RECORDS PROVIDED section start

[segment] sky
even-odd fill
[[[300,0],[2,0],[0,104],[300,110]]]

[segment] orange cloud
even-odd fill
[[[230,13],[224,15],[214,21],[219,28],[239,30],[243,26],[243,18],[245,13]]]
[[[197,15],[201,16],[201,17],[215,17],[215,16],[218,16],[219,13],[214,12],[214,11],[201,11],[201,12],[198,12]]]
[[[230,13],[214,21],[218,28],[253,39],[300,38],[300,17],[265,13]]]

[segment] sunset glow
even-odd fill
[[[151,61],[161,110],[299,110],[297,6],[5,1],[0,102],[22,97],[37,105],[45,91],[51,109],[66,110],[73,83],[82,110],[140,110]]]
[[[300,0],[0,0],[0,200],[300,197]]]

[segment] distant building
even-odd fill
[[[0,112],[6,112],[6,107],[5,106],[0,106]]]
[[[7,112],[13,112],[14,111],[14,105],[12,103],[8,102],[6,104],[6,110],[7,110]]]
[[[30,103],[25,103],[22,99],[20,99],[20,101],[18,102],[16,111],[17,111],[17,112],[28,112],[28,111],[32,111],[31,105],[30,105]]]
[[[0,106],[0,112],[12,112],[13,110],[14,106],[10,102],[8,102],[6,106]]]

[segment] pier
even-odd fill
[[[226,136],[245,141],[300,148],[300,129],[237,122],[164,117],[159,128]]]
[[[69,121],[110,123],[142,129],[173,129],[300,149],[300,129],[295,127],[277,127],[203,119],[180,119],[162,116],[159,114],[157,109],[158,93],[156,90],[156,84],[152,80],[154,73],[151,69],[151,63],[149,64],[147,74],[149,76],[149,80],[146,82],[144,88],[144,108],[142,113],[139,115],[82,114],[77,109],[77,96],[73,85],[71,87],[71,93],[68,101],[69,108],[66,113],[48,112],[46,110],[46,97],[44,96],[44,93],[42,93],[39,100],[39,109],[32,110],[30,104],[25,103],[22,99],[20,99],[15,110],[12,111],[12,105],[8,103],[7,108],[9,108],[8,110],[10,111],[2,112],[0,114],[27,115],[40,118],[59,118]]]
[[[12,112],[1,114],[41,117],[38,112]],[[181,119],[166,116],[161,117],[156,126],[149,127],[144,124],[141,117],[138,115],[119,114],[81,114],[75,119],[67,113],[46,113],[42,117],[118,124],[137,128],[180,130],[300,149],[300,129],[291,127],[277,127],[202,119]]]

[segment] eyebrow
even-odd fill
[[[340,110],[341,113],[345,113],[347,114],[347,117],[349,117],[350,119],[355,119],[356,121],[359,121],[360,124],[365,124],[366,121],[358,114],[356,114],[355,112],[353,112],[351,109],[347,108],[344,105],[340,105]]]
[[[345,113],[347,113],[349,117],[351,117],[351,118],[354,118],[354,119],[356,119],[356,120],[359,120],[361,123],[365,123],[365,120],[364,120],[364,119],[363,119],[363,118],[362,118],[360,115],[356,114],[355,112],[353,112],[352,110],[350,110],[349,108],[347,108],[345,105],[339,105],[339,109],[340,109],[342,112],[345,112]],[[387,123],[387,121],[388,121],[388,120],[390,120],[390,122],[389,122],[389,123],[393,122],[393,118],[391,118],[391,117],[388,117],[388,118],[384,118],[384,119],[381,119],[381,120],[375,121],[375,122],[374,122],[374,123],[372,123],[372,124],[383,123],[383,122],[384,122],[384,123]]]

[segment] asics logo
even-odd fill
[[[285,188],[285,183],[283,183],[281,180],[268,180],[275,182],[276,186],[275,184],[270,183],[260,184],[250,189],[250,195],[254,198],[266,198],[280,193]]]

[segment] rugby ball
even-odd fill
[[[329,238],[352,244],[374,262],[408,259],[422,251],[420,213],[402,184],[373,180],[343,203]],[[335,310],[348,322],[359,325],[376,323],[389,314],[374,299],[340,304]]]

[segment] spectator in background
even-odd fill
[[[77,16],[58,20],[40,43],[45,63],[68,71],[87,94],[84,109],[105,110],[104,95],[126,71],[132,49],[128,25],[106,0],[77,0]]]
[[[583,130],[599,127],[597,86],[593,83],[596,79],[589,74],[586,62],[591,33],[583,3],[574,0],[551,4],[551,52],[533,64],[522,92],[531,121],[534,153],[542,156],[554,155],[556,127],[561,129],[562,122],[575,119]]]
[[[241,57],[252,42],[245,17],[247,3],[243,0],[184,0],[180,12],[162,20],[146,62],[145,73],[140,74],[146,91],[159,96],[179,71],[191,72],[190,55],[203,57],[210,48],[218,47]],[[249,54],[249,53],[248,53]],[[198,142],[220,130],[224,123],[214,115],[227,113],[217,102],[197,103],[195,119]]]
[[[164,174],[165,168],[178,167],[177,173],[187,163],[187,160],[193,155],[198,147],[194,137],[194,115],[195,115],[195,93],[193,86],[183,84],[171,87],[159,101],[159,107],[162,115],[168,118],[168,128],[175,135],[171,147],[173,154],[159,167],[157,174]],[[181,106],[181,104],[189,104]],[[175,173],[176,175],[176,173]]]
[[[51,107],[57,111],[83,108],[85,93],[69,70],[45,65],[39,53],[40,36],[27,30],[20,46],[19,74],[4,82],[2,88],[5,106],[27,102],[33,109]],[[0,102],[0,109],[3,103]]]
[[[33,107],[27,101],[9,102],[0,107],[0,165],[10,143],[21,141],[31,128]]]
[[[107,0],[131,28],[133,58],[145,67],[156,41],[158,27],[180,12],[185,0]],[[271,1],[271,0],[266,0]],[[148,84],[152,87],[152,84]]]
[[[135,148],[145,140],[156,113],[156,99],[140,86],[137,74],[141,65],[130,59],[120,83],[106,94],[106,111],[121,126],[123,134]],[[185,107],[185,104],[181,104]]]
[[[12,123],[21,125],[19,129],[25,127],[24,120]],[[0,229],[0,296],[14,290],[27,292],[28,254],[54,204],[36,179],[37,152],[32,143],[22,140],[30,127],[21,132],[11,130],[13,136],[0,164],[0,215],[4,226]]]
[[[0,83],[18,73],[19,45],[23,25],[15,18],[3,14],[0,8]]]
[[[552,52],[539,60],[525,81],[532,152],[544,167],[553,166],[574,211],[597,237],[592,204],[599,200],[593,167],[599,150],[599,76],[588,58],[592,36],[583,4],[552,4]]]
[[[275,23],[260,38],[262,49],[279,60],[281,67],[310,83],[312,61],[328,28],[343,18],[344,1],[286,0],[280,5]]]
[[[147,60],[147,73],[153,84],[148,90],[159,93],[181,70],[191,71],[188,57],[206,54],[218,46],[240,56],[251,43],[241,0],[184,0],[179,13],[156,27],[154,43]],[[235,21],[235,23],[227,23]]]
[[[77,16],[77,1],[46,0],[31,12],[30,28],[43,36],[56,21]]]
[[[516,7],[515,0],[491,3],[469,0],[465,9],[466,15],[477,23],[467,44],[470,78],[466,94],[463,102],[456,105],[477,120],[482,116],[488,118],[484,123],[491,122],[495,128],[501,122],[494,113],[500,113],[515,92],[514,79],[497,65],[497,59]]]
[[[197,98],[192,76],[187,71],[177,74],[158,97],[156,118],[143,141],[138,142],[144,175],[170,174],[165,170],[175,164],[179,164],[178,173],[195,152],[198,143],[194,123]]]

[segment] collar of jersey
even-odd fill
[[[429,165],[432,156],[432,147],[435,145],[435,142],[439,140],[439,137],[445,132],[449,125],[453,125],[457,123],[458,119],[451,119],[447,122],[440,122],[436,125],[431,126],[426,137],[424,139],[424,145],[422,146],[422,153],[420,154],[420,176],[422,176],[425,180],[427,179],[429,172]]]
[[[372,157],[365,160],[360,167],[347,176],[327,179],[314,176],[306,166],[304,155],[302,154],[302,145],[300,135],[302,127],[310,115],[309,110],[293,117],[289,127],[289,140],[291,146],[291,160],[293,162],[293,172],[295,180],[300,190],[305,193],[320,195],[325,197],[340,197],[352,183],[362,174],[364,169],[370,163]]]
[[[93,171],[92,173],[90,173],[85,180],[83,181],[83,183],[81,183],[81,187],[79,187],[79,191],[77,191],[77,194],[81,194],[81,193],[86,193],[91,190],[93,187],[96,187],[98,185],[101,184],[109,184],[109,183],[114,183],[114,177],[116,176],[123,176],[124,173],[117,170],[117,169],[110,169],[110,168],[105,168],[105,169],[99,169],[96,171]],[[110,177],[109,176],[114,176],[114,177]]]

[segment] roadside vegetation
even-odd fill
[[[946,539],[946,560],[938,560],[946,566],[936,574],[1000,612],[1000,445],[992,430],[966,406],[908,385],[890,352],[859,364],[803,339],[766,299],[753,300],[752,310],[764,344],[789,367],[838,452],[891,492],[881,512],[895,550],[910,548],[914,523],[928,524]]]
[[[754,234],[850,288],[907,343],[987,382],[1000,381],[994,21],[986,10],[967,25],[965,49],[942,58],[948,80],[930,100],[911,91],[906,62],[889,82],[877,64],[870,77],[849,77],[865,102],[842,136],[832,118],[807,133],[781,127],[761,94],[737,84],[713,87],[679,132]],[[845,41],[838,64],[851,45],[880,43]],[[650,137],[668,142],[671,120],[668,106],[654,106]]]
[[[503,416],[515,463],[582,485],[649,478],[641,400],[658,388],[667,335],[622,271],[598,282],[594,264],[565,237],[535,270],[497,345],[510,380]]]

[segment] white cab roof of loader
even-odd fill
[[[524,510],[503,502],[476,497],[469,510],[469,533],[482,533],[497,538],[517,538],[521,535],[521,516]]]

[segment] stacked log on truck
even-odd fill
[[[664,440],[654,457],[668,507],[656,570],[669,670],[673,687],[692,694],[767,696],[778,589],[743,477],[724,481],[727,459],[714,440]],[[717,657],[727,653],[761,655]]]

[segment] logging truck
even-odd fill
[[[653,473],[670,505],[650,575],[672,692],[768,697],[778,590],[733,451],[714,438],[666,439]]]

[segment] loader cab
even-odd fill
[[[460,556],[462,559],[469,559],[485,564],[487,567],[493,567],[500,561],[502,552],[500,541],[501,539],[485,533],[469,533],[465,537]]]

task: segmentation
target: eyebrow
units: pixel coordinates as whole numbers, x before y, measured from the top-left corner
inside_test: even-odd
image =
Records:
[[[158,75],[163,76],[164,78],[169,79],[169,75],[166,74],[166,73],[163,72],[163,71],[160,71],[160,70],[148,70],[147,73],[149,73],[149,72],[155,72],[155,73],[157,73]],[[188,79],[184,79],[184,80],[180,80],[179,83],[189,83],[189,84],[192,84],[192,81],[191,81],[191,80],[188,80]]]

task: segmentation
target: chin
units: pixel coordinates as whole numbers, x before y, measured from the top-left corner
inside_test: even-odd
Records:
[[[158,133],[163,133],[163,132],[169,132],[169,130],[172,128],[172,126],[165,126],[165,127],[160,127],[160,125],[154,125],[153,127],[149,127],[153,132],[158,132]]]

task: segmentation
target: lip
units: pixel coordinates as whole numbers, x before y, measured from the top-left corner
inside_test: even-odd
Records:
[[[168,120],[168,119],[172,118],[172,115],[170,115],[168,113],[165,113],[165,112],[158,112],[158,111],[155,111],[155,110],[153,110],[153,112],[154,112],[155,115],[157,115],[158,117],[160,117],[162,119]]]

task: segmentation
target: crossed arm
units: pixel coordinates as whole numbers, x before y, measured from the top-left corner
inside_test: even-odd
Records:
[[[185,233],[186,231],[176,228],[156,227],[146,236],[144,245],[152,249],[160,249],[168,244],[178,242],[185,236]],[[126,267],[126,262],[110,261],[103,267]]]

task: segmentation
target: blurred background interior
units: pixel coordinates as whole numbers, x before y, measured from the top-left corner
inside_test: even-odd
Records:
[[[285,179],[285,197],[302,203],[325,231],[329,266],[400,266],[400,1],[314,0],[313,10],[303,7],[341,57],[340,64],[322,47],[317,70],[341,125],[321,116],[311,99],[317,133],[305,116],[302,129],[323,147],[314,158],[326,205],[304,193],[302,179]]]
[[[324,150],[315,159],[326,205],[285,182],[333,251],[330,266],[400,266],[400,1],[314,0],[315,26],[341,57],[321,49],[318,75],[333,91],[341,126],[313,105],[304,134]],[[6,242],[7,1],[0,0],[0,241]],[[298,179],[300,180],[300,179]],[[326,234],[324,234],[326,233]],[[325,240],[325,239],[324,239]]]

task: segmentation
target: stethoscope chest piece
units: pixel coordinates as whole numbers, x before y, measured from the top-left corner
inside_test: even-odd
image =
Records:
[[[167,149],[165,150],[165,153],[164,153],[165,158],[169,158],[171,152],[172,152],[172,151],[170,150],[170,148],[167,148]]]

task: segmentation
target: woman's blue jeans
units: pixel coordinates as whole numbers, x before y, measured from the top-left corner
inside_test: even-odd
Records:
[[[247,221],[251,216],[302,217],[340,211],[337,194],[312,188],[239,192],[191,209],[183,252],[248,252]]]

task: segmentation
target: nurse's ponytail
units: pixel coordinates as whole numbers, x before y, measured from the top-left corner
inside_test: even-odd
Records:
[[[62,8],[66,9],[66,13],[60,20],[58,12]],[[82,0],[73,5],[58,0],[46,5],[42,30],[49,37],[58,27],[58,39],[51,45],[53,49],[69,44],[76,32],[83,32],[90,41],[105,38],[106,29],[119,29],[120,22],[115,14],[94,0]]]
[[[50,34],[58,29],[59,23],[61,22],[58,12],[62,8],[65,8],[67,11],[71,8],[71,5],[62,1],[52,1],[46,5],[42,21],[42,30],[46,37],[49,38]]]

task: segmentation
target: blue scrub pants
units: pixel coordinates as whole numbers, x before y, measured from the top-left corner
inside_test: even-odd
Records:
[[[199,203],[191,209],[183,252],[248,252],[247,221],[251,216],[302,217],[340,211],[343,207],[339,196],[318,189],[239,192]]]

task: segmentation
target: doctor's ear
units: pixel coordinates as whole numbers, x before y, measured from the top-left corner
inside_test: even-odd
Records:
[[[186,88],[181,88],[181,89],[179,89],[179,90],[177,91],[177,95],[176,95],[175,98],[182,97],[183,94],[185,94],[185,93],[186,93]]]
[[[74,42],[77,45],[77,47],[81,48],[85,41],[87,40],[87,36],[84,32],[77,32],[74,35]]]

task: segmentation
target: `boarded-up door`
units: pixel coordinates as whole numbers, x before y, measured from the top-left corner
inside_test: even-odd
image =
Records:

RECORDS PROVIDED section end

TASK PROMPT
Only lines holding the word "target" belong in the answer; copy all of them from the records.

SOLUTION TO THE PROBLEM
target: eyebrow
target: chin
target: lip
target: crossed arm
target: blurred background interior
target: stethoscope chest piece
target: woman's blue jeans
target: nurse's ponytail
target: blue scrub pants
target: doctor's ear
target: `boarded-up door`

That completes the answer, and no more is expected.